- Objective
Can you write out the data below, every line of it, character for character?

[Excerpt from a dataset]
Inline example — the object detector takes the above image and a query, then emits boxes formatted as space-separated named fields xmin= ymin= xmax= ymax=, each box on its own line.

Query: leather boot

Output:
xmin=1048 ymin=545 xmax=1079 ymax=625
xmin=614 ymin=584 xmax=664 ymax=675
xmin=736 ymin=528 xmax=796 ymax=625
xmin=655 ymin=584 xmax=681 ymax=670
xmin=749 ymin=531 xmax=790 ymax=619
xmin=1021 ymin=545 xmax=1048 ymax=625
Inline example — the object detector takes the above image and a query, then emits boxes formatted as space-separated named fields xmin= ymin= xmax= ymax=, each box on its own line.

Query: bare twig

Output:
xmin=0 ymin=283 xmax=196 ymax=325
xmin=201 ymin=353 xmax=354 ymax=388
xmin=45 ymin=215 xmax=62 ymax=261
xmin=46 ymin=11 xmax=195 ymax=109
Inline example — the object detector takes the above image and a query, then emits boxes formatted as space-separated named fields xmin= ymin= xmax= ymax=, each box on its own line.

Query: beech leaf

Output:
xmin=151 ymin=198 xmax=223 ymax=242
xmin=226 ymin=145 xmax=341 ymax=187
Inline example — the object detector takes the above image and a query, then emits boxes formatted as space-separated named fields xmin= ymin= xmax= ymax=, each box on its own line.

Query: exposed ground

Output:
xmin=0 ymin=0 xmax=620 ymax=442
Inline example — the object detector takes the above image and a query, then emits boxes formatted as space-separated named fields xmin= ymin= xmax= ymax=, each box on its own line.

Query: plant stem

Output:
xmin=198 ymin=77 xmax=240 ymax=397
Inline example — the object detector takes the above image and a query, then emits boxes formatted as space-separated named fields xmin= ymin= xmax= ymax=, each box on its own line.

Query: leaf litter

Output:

- Output for this task
Inline example — the object detector takes the above image and a query, then emits boxes formatted as space-separated named fields xmin= ymin= xmax= ymax=, each box on its own line.

Query: leather boot

Output:
xmin=1048 ymin=545 xmax=1079 ymax=625
xmin=614 ymin=584 xmax=664 ymax=675
xmin=736 ymin=528 xmax=796 ymax=625
xmin=655 ymin=584 xmax=681 ymax=670
xmin=749 ymin=531 xmax=790 ymax=619
xmin=1021 ymin=545 xmax=1048 ymax=625
Inline example — the object detector takes the above image and a query, then emits boxes formatted as space-separated named fields xmin= ymin= xmax= ymax=, each box on its own line.

Query: bare twig

Output:
xmin=0 ymin=283 xmax=196 ymax=325
xmin=201 ymin=353 xmax=354 ymax=388
xmin=45 ymin=215 xmax=62 ymax=261
xmin=46 ymin=11 xmax=195 ymax=109
Inline example — the object detector takes the above image and a query, then emits boxes formatted as space-separated named fields xmin= ymin= xmax= ymax=, each box on its own line.

Query: beech leaf

Output:
xmin=151 ymin=198 xmax=223 ymax=242
xmin=226 ymin=145 xmax=341 ymax=187
Inline example — the object detector takes the above image and a query, then emits boxes formatted as space-separated named fields xmin= ymin= xmax= ymax=, each box on its own line.

Query: exposed ground

Output:
xmin=0 ymin=0 xmax=620 ymax=442
Inline example — the object detector takes the above image and a query, then emits boxes formatted as space-separated named fields xmin= ymin= xmax= ymax=, each box on its own line.

Query: plant stem

Output:
xmin=198 ymin=77 xmax=240 ymax=397
Inline example — the object detector takes the above image and a query, then emits boxes formatted as space-separated named fields xmin= ymin= xmax= ymax=, each box on its own line.

Query: leaf litter

Output:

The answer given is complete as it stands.